### APTITUDE – problems on Time and Distance

Formulae:

I)Speed = Distance/Time

II)Time = Distance/speed

III) Distance = speed*time

IV) 1km/hr = 5/18 m/s

V)1 m/s = 18/5 Km/hr

VI)If the ratio of the speed of A and B is a:b,then the ratio of
the time taken by them to cover the same distance is 1/a : 1/b
or b:a

VII) suppose a man covers a distance at x kmph and an equal
distance at y kmph.then the average speed during the whole
journey is (2xy/x+y)kmph

Problems

1)A person covers a certain distance at 7kmph .How many meters
does he cover in 2 minutes.

Solution::
speed=72kmph=72*5/18 = 20m/s
distance covered in 2min =20*2*60 = 2400m

2)If a man runs at 3m/s. How many km does he run in 1hr 40min

Solution::
speed of the man = 3*18/5 kmph
= 54/5kmph
Distance covered in 5/3 hrs=54/5*5/3 = 18km

3)Walking at the rate of 4knph a man covers certain distance
in 2hr 45 min. Running at a speed of 16.5 kmph the man will
cover the same distance in.

Solution::
Distance=Speed* time
4*11/4=11km
New speed =16.5kmph
therefore Time=D/S=11/16.5 = 40min

Complex Problems

1)A train covers a distance in 50 min ,if it runs at a speed
of 48kmph on an average.The speed at which the train must run
to reduce the time of journey to 40min will be.

Set problem 1: Rewrite the entry given below, changing every instance of "blue trousers" to "gray jackets" and keeping everything else unchanged. Leave the picture out of your answer.
The time and distance text above and the entries that follow are independent of each other.

Raw records:

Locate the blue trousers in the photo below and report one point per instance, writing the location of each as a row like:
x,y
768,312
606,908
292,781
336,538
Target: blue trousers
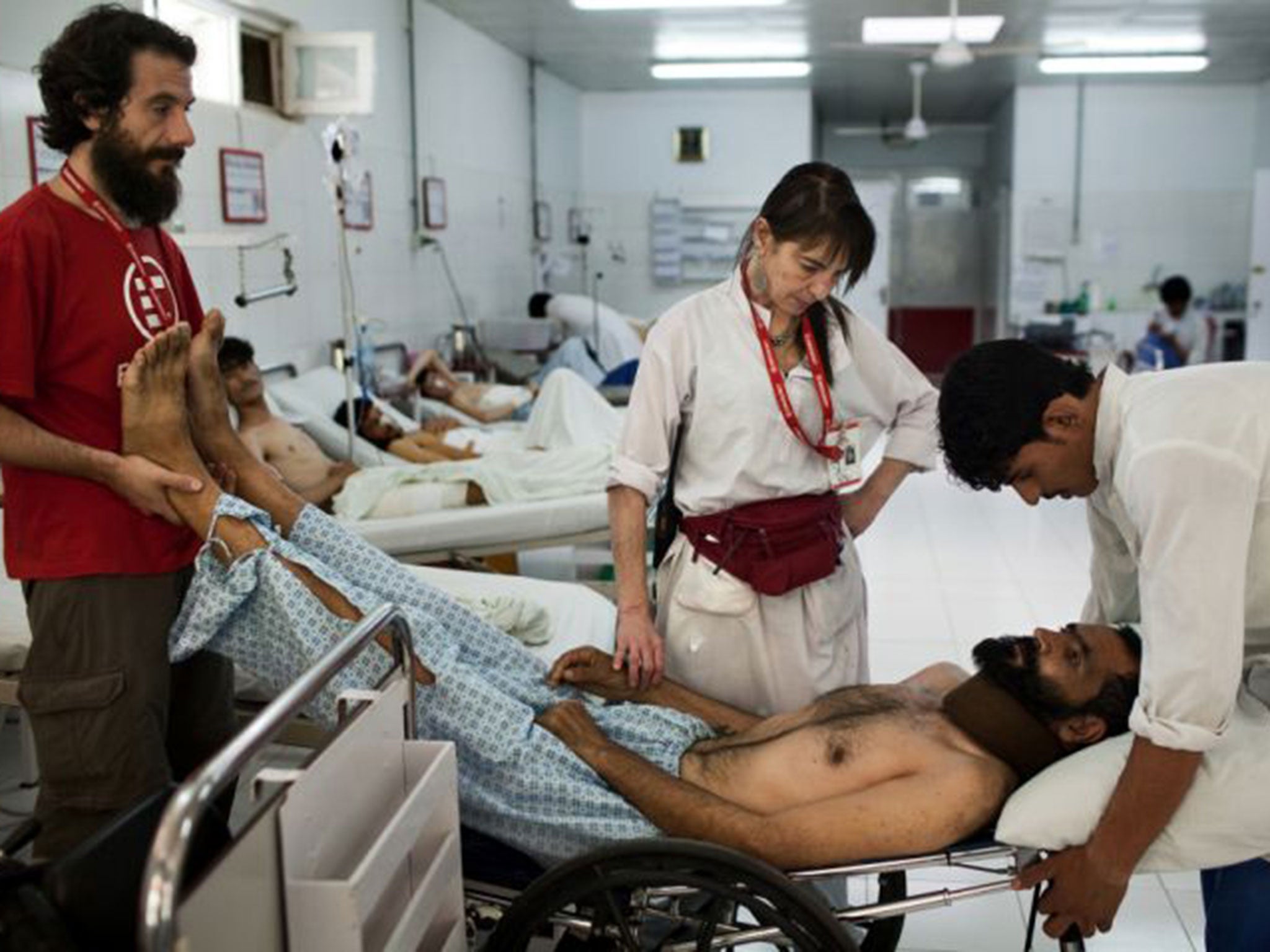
x,y
1237,907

Set problem 2: Continue the text on time and distance problems from the point where it stops.

Right answer 1:
Locate the gray jackets in the photo below and report one point per instance, writing the location of each as a row like:
x,y
768,312
606,908
292,781
336,538
Target: gray jackets
x,y
1237,907

Right answer 2:
Solution::
Time=50/60 hr=5/6hr
Speed=48mph
distance=S*T=48*5/6=40km
time=40/60hr=2/3hr
New speed = 40* 3/2 kmph= 60kmph

2)Vikas can cover a distance in 1hr 24min by covering 2/3 of
the distance at 4 kmph and the rest at 5kmph.the total
distance is?

Solution::
Let total distance be S
total time=1hr24min
A to T :: speed=4kmph
diistance=2/3S
T to S :: speed=5km
distance=1-2/3S=1/3S
21/15 hr=2/3 S/4 + 1/3s /5
84=14/3S*3
S=84*3/14*3
= 6km

3)walking at ¾ of his usual speed ,a man is late by 2 ½ hr.
the usual time is.

Solution::
Usual speed = S
Usual time = T
Distance = D
New Speed is ¾ S
New time is 4/3 T
4/3 T – T = 5/2
T=15/2 = 7 ½

4)A man covers a distance on scooter .had he moved 3kmph
faster he would have taken 40 min less. If he had moved
2kmph slower he would have taken 40min more.the distance is.

Solution::
Let distance = x m
Usual rate = y kmph
x/y – x/y+3 = 40/60 hr
2y(y+3) = 9x ————–1
x/y-2 – x/y = 40/60 hr y(y-2) = 3x —————–2

divide 1 & 2 equations
by solving we get x = 40

5)Excluding stoppages,the speed of the bus is 54kmph and
including stoppages,it is 45kmph.for how many min does the bus
stop per hr.

Solution::
Due to stoppages,it covers 9km less.
time taken to cover 9 km is [9/54 *60] min = 10min

6)Two boys starting from the same place walk at a rate of
5kmph and 5.5kmph respectively.wht time will they take to be
8.5km apart, if they walk in the same direction

Solution::
The relative speed of the boys = 5.5kmph – 5kmph = 0.5 kmph
Distance between them is 8.5 km
Time= 8.5km / 0.5 kmph = 17 hrs

7)2 trains starting at the same time from 2 stations 200km
apart and going in opposite direction cross each other ata
distance of 110km from one of the stations.what is the ratio of
their speeds.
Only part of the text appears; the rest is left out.